» What you have to do
Make an exact copy of all the entries, with the pictures left out.

» Stored data
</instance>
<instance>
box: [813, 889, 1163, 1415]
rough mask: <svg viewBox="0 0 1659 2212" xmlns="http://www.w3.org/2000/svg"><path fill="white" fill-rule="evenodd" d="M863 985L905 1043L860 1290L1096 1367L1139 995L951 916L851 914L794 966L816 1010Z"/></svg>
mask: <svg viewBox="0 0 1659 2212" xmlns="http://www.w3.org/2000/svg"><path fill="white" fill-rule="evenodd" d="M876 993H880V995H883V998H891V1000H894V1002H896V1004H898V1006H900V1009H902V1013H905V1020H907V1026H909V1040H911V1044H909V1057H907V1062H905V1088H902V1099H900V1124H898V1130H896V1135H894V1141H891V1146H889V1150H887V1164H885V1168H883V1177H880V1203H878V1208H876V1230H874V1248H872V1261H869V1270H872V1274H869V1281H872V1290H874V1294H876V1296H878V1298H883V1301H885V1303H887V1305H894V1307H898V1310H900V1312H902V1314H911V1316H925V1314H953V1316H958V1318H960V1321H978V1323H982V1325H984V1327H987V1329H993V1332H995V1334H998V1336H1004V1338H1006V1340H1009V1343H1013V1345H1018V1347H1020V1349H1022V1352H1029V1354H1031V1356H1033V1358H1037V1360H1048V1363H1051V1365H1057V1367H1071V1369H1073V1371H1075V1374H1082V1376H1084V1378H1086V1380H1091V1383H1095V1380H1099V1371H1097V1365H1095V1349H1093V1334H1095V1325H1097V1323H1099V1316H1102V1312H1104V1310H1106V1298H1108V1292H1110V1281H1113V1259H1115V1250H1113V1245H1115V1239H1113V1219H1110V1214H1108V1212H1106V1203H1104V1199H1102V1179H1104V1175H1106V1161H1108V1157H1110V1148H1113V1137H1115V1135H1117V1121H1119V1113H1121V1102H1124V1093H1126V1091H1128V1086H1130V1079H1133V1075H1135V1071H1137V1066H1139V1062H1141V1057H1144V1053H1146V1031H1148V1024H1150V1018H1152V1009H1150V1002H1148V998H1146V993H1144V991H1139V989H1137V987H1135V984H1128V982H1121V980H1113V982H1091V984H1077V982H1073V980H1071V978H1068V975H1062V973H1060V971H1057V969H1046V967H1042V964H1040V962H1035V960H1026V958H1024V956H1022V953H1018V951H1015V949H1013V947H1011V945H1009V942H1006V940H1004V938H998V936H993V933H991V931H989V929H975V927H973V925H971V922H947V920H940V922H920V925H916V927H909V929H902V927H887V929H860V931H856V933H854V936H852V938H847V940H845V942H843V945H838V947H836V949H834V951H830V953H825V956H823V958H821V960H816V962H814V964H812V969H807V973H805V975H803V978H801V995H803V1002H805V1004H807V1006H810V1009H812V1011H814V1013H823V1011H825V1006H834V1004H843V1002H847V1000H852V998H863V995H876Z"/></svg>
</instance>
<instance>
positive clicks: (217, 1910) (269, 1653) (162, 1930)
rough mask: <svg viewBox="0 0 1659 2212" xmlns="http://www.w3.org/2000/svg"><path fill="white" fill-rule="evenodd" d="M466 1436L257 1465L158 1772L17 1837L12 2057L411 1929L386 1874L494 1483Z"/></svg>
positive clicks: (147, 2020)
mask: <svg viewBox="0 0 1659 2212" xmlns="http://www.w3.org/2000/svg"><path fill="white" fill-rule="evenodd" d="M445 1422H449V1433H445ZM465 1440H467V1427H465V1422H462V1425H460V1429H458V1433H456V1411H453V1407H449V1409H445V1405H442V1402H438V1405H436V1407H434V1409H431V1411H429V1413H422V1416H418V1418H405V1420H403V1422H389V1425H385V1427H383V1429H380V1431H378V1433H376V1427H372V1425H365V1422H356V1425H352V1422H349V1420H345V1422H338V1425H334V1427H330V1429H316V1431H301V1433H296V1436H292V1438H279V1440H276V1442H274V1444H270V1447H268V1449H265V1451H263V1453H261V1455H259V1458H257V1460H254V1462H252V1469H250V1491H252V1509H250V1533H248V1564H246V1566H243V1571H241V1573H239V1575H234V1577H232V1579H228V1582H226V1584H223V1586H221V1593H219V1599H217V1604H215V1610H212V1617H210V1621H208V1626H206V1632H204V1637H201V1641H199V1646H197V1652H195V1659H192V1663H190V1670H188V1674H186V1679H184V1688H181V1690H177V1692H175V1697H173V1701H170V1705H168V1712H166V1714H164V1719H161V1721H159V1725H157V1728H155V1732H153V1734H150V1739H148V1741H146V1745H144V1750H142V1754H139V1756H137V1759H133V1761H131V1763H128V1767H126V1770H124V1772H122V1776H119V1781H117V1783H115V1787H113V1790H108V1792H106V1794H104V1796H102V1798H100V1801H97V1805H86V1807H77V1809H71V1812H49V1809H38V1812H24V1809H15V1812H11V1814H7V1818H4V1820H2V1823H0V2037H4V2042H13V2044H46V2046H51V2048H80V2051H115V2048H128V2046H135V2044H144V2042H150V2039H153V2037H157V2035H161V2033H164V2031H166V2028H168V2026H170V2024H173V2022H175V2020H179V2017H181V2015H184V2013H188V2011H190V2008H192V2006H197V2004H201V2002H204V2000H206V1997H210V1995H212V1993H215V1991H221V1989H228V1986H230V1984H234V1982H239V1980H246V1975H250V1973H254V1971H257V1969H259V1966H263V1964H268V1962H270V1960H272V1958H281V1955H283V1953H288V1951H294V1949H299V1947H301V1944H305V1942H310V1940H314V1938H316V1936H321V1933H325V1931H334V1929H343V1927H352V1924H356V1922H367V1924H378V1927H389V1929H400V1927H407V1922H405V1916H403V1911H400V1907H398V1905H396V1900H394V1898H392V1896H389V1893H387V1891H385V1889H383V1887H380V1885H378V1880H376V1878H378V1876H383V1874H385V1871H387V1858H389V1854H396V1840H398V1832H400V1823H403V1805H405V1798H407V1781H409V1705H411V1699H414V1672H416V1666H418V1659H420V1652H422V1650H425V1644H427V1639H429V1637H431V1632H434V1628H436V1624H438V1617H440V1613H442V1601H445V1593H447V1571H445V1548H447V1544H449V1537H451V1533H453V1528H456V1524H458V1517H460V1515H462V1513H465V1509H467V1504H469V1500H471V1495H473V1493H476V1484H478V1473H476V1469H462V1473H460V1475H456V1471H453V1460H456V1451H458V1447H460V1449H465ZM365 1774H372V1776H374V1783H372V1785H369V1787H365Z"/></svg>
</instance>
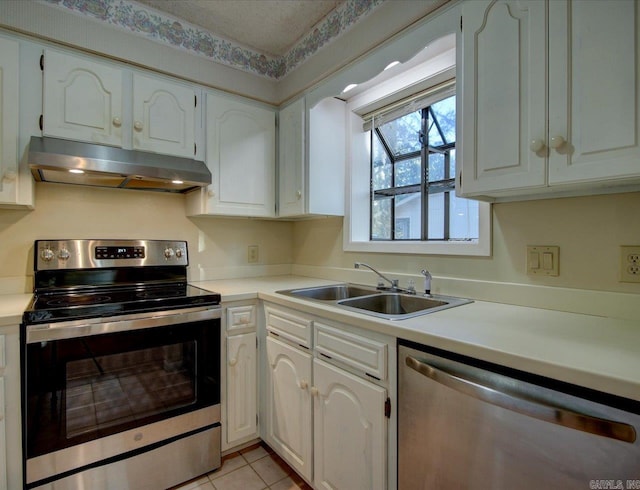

» Exercise solution
</instance>
<instance>
box: [813, 889, 1163, 1415]
rough mask: <svg viewBox="0 0 1659 2212" xmlns="http://www.w3.org/2000/svg"><path fill="white" fill-rule="evenodd" d="M863 985L905 1043L860 1290L1096 1367L1139 995L951 916L851 914L794 966L816 1010Z"/></svg>
mask: <svg viewBox="0 0 1659 2212" xmlns="http://www.w3.org/2000/svg"><path fill="white" fill-rule="evenodd" d="M876 993H880V995H883V998H891V1000H894V1002H896V1004H898V1006H900V1009H902V1013H905V1020H907V1026H909V1040H911V1044H909V1057H907V1062H905V1088H902V1099H900V1124H898V1130H896V1135H894V1141H891V1146H889V1150H887V1164H885V1168H883V1177H880V1203H878V1208H876V1230H874V1248H872V1261H869V1270H872V1274H869V1281H872V1290H874V1294H876V1296H878V1298H883V1301H885V1303H887V1305H894V1307H898V1310H900V1312H902V1314H911V1316H925V1314H953V1316H958V1318H960V1321H978V1323H982V1325H984V1327H987V1329H993V1332H995V1334H998V1336H1004V1338H1006V1340H1009V1343H1013V1345H1018V1347H1020V1349H1022V1352H1029V1354H1031V1356H1033V1358H1037V1360H1048V1363H1051V1365H1057V1367H1071V1369H1073V1371H1075V1374H1082V1376H1084V1378H1086V1380H1091V1383H1095V1380H1099V1371H1097V1365H1095V1349H1093V1334H1095V1325H1097V1323H1099V1316H1102V1312H1104V1310H1106V1298H1108V1292H1110V1281H1113V1259H1115V1250H1113V1245H1115V1239H1113V1219H1110V1214H1108V1212H1106V1203H1104V1199H1102V1179H1104V1175H1106V1161H1108V1157H1110V1148H1113V1137H1115V1135H1117V1121H1119V1113H1121V1102H1124V1093H1126V1091H1128V1086H1130V1079H1133V1075H1135V1071H1137V1066H1139V1062H1141V1057H1144V1053H1146V1031H1148V1024H1150V1018H1152V1009H1150V1002H1148V998H1146V993H1144V991H1139V989H1137V987H1135V984H1128V982H1121V980H1113V982H1091V984H1077V982H1073V980H1071V978H1068V975H1062V973H1060V971H1057V969H1046V967H1042V964H1040V962H1035V960H1026V958H1024V956H1022V953H1018V951H1015V949H1013V947H1011V945H1009V942H1006V940H1004V938H998V936H993V933H991V931H989V929H975V927H973V925H971V922H947V920H940V922H920V925H916V927H909V929H902V927H887V929H860V931H856V933H854V936H852V938H847V940H845V942H843V945H838V947H836V949H834V951H830V953H825V956H823V958H821V960H816V962H814V964H812V969H807V973H805V975H803V978H801V995H803V1002H805V1004H807V1006H810V1009H812V1011H814V1013H823V1011H825V1006H834V1004H843V1002H847V1000H852V998H863V995H876Z"/></svg>
</instance>
<instance>
positive clicks: (217, 1910) (269, 1653) (162, 1930)
rough mask: <svg viewBox="0 0 1659 2212" xmlns="http://www.w3.org/2000/svg"><path fill="white" fill-rule="evenodd" d="M466 1436L257 1465L158 1772L17 1837L12 2057L411 1929L386 1874L494 1483Z"/></svg>
positive clicks: (147, 2020)
mask: <svg viewBox="0 0 1659 2212" xmlns="http://www.w3.org/2000/svg"><path fill="white" fill-rule="evenodd" d="M445 1422H449V1433H445ZM465 1440H467V1427H465V1422H462V1425H460V1429H458V1433H456V1411H453V1407H449V1409H445V1405H442V1402H438V1405H436V1407H434V1409H431V1411H429V1413H422V1416H418V1418H405V1420H403V1422H389V1425H385V1427H383V1429H380V1431H378V1433H376V1427H372V1425H365V1422H356V1425H352V1422H349V1420H345V1422H338V1425H334V1427H330V1429H316V1431H301V1433H296V1436H292V1438H279V1440H276V1442H274V1444H270V1447H268V1449H265V1451H263V1453H261V1455H259V1458H257V1460H254V1462H252V1469H250V1491H252V1509H250V1533H248V1564H246V1566H243V1571H241V1573H239V1575H234V1577H232V1579H228V1582H226V1584H223V1586H221V1593H219V1599H217V1604H215V1610H212V1617H210V1621H208V1626H206V1632H204V1637H201V1641H199V1646H197V1652H195V1659H192V1663H190V1670H188V1674H186V1679H184V1688H181V1690H177V1692H175V1697H173V1701H170V1705H168V1712H166V1714H164V1719H161V1721H159V1725H157V1728H155V1732H153V1734H150V1739H148V1741H146V1745H144V1750H142V1754H139V1756H137V1759H133V1761H131V1763H128V1767H126V1770H124V1772H122V1776H119V1781H117V1783H115V1787H113V1790H108V1792H106V1794H104V1796H102V1798H100V1801H97V1805H86V1807H77V1809H71V1812H49V1809H38V1812H24V1809H15V1812H11V1814H7V1818H4V1820H2V1823H0V2037H4V2042H13V2044H46V2046H51V2048H80V2051H115V2048H128V2046H135V2044H144V2042H150V2039H153V2037H157V2035H161V2033H164V2031H166V2028H168V2026H170V2024H173V2022H175V2020H179V2017H181V2015H184V2013H188V2011H190V2008H192V2006H197V2004H201V2002H204V2000H206V1997H210V1995H212V1993H215V1991H221V1989H228V1986H230V1984H234V1982H239V1980H246V1975H250V1973H254V1971H257V1969H259V1966H263V1964H268V1962H270V1960H272V1958H281V1955H283V1953H288V1951H294V1949H299V1947H301V1944H305V1942H310V1940H314V1938H316V1936H321V1933H325V1931H334V1929H343V1927H352V1924H356V1922H367V1924H378V1927H389V1929H400V1927H407V1922H405V1916H403V1911H400V1907H398V1905H396V1900H394V1898H392V1896H389V1893H387V1891H385V1889H383V1887H380V1885H378V1880H376V1878H378V1876H383V1874H385V1871H387V1858H389V1854H396V1840H398V1832H400V1823H403V1805H405V1798H407V1781H409V1705H411V1699H414V1672H416V1666H418V1659H420V1652H422V1650H425V1644H427V1639H429V1637H431V1632H434V1628H436V1624H438V1617H440V1613H442V1601H445V1593H447V1571H445V1548H447V1544H449V1537H451V1533H453V1528H456V1524H458V1517H460V1515H462V1513H465V1509H467V1504H469V1500H471V1495H473V1493H476V1484H478V1473H476V1469H462V1473H460V1475H456V1471H453V1460H456V1451H458V1447H460V1449H465ZM365 1774H372V1776H374V1783H372V1785H369V1787H365Z"/></svg>
</instance>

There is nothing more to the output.